### Exercise requirements
Take the entries below and reproduce them word for word.
[BEGIN Provided data]
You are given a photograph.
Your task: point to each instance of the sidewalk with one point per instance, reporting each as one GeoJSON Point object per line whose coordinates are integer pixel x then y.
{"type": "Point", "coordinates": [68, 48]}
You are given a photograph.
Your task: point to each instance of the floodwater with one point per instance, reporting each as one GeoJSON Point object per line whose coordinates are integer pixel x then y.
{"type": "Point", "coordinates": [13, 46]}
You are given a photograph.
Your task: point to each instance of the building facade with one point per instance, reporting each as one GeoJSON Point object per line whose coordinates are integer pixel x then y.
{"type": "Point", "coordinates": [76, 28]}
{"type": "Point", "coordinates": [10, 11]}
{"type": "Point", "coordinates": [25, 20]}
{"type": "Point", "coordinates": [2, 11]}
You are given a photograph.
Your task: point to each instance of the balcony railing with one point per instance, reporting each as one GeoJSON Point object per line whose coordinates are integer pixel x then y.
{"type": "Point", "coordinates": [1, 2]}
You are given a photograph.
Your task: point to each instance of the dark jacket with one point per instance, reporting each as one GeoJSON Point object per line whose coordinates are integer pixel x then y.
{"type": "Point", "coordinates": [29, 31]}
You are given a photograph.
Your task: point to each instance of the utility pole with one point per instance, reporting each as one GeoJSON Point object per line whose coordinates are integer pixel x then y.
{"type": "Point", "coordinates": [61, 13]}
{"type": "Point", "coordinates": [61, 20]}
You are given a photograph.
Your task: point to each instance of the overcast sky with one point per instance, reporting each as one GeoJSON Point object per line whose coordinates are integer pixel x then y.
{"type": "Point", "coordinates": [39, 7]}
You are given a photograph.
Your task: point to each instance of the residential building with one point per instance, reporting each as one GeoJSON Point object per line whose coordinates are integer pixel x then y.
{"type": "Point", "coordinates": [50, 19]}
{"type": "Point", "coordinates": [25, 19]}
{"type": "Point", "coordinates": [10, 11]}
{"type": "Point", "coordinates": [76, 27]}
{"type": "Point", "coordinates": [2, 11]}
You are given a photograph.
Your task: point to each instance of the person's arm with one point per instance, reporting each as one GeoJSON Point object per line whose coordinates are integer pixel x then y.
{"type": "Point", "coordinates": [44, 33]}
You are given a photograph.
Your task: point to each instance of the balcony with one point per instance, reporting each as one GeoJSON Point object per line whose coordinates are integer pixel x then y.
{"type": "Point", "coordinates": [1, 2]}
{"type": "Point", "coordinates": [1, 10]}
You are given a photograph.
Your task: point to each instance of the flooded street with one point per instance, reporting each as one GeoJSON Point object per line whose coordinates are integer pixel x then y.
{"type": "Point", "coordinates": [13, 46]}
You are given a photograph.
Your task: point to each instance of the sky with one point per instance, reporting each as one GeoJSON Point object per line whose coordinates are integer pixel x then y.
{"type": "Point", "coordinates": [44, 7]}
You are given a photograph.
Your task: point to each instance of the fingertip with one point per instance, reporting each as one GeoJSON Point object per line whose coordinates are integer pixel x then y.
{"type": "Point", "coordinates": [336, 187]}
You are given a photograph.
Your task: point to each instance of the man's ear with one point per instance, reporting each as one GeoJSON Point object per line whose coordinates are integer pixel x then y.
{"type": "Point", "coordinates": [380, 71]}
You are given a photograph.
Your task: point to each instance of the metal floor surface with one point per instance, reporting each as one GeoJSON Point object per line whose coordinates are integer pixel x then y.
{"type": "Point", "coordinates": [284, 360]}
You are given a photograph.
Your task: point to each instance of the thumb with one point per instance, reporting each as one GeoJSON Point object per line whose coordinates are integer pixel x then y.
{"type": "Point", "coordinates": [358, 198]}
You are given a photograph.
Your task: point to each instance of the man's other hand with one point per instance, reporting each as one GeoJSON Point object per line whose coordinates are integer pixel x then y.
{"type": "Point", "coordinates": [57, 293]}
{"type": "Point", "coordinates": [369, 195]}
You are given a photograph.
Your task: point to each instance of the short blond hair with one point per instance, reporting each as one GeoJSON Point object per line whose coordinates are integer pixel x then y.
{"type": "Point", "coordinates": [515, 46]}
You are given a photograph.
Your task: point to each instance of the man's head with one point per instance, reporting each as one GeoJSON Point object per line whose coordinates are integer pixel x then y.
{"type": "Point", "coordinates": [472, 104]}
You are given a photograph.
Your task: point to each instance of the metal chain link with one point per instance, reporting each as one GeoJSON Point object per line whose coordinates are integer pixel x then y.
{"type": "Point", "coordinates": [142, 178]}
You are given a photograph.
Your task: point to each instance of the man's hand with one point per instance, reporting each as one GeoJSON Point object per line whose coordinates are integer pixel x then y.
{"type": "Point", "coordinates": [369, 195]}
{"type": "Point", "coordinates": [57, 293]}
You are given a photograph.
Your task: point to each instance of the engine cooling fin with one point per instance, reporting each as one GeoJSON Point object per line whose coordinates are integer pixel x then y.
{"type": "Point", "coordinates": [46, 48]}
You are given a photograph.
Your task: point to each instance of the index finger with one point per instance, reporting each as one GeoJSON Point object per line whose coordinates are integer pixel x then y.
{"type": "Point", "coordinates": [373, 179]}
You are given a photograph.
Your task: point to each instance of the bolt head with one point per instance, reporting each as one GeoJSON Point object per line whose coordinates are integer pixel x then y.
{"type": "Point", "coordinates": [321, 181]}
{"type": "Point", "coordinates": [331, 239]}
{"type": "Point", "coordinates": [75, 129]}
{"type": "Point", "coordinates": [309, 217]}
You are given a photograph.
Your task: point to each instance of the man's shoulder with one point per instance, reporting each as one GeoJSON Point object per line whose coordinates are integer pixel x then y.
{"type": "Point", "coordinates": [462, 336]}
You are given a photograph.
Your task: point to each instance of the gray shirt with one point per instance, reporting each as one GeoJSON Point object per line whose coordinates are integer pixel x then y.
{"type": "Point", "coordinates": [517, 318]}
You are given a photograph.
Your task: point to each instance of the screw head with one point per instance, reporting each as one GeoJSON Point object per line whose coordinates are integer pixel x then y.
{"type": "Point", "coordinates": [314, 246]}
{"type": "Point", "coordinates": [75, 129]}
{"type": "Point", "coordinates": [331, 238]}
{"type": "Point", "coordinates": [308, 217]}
[END Provided data]
### Output of the task
You are given a photograph.
Your task: point to each instance of the sidewalk with one point per instance, reporting each as one GeoJSON Point object per line whose coordinates are integer pixel x then y.
{"type": "Point", "coordinates": [68, 48]}
You are given a photograph.
Your task: point to each instance of the floodwater with one point per instance, reporting each as one GeoJSON Point object per line whose coordinates are integer pixel x then y.
{"type": "Point", "coordinates": [13, 46]}
You are given a photograph.
Your task: point to each instance of the building facade with one point per instance, reporting each as one GeoJSON Point object per line whose coordinates are integer pixel x then y.
{"type": "Point", "coordinates": [76, 28]}
{"type": "Point", "coordinates": [10, 11]}
{"type": "Point", "coordinates": [25, 20]}
{"type": "Point", "coordinates": [2, 11]}
You are given a photograph.
Your task: point to each instance of the balcony railing with one point per instance, reporting each as one GeoJSON Point object per line whose coordinates are integer pixel x then y.
{"type": "Point", "coordinates": [1, 2]}
You are given a photograph.
Your task: point to each instance of the dark jacket with one point per instance, reporting each as one GeoJSON Point object per line whose coordinates are integer pixel x then y.
{"type": "Point", "coordinates": [29, 31]}
You are given a photograph.
Your task: point to each instance of the utility pole with one point per instance, reporting each as one GeoJSON Point object per line whose coordinates are integer pixel x then y.
{"type": "Point", "coordinates": [61, 13]}
{"type": "Point", "coordinates": [61, 20]}
You are given a photograph.
Your task: point to each instance of the overcast sky with one point per instance, reporting each as one GeoJSON Point object per line whose coordinates are integer pixel x then y.
{"type": "Point", "coordinates": [39, 7]}
You are given a photograph.
Your task: point to each instance of the residential building with one point per instance, reporting each as one GeoJSON Point object per line whose coordinates are integer pixel x then y.
{"type": "Point", "coordinates": [50, 19]}
{"type": "Point", "coordinates": [25, 19]}
{"type": "Point", "coordinates": [10, 11]}
{"type": "Point", "coordinates": [76, 27]}
{"type": "Point", "coordinates": [2, 11]}
You are given a photograph.
Your task: point to each instance of the person's arm with one point per instance, reporting each as one GeoJSON Point object per line whose coordinates are integer pixel x then y.
{"type": "Point", "coordinates": [44, 33]}
You are given a photograph.
Your task: point to each instance of the balcony with one point per instance, reporting each as one GeoJSON Point object per line whose coordinates are integer pixel x then y.
{"type": "Point", "coordinates": [1, 2]}
{"type": "Point", "coordinates": [1, 10]}
You are given a photograph.
Your task: point to each instance of the flooded street with one point per instance, reporting each as one GeoJSON Point object per line whose coordinates are integer pixel x then y.
{"type": "Point", "coordinates": [13, 46]}
You are given a photograph.
Your task: point to each instance of the sky with one point per instance, reporting each as one GeoJSON Point object per line whose coordinates are integer pixel x then y.
{"type": "Point", "coordinates": [44, 7]}
You are given a photograph.
Your task: point to each instance of the fingertip with one point per instance, reporting each as one GeoJSON Point object per line whose coordinates are integer pixel x then y.
{"type": "Point", "coordinates": [336, 187]}
You are given a photograph.
Your task: point to each instance of the man's ear with one point per instance, reporting each as one GeoJSON Point object per line whose coordinates are integer pixel x then y.
{"type": "Point", "coordinates": [380, 71]}
You are given a photograph.
Your task: point to each instance of the metal floor surface with one point per instance, reporting each as one GeoJSON Point object per line whose coordinates are integer pixel x then y.
{"type": "Point", "coordinates": [284, 360]}
You are given a photograph.
Your task: point to each instance of the thumb with one point per instance, reporting each as one GeoJSON Point object per line whose coordinates are integer pixel x then y.
{"type": "Point", "coordinates": [358, 198]}
You are given a photograph.
Your task: point to each instance of the man's other hand with one point per instance, reporting each as one GeoJSON Point object per line whose coordinates are integer pixel x then y.
{"type": "Point", "coordinates": [57, 293]}
{"type": "Point", "coordinates": [369, 195]}
You are given a photograph.
Your task: point to each instance of the short blond hair with one point per instance, reporting each as one GeoJSON Point object per line whose coordinates are integer pixel x then y.
{"type": "Point", "coordinates": [515, 46]}
You are given a photograph.
Your task: point to each instance of the man's head with one point per instance, reporting each as one GeoJSON Point object per line whose coordinates are integer pixel x then y.
{"type": "Point", "coordinates": [472, 104]}
You are given a photograph.
Your task: point to each instance of the metal chain link with one point per instance, reporting each as one GeoJSON Point object per line whose coordinates are integer pixel x then y.
{"type": "Point", "coordinates": [142, 178]}
You are given a photograph.
Your task: point to each instance of the man's hand with one point per instance, reporting each as one GeoJSON Point object per line whose coordinates are integer pixel x then y.
{"type": "Point", "coordinates": [369, 195]}
{"type": "Point", "coordinates": [57, 293]}
You are given a photograph.
Your task: point to each instance of the engine cooling fin with one point per instance, reporting each as one GeoJSON Point object per line whose coordinates are integer pixel x then y.
{"type": "Point", "coordinates": [46, 48]}
You are given a photograph.
Your task: point to each instance of the index finger with one point per instance, reporting each as one GeoJSON Point object per line whose coordinates are integer pixel x then y.
{"type": "Point", "coordinates": [373, 179]}
You are given a photograph.
Your task: point to each instance of the bolt head with one point per instance, reporting each as one GeoJSON Point object per line whose coordinates are integer pixel x then y.
{"type": "Point", "coordinates": [321, 181]}
{"type": "Point", "coordinates": [331, 239]}
{"type": "Point", "coordinates": [75, 129]}
{"type": "Point", "coordinates": [309, 217]}
You are given a photograph.
Your task: point to each instance of the man's shoulder with one point per instance, reporting each as one GeoJSON Point object per line whose coordinates are integer pixel x then y.
{"type": "Point", "coordinates": [462, 336]}
You are given a photograph.
Your task: point to each instance of the gray shirt with one point per instance, reporting each as one GeoJSON Point object per line whose coordinates are integer pixel x then y.
{"type": "Point", "coordinates": [517, 318]}
You are given a photograph.
Your task: point to each instance of the screw head with one point per instance, reporting each as one GeoJSON Point object per line whose coordinates are integer pixel x then y.
{"type": "Point", "coordinates": [314, 246]}
{"type": "Point", "coordinates": [75, 129]}
{"type": "Point", "coordinates": [331, 238]}
{"type": "Point", "coordinates": [308, 217]}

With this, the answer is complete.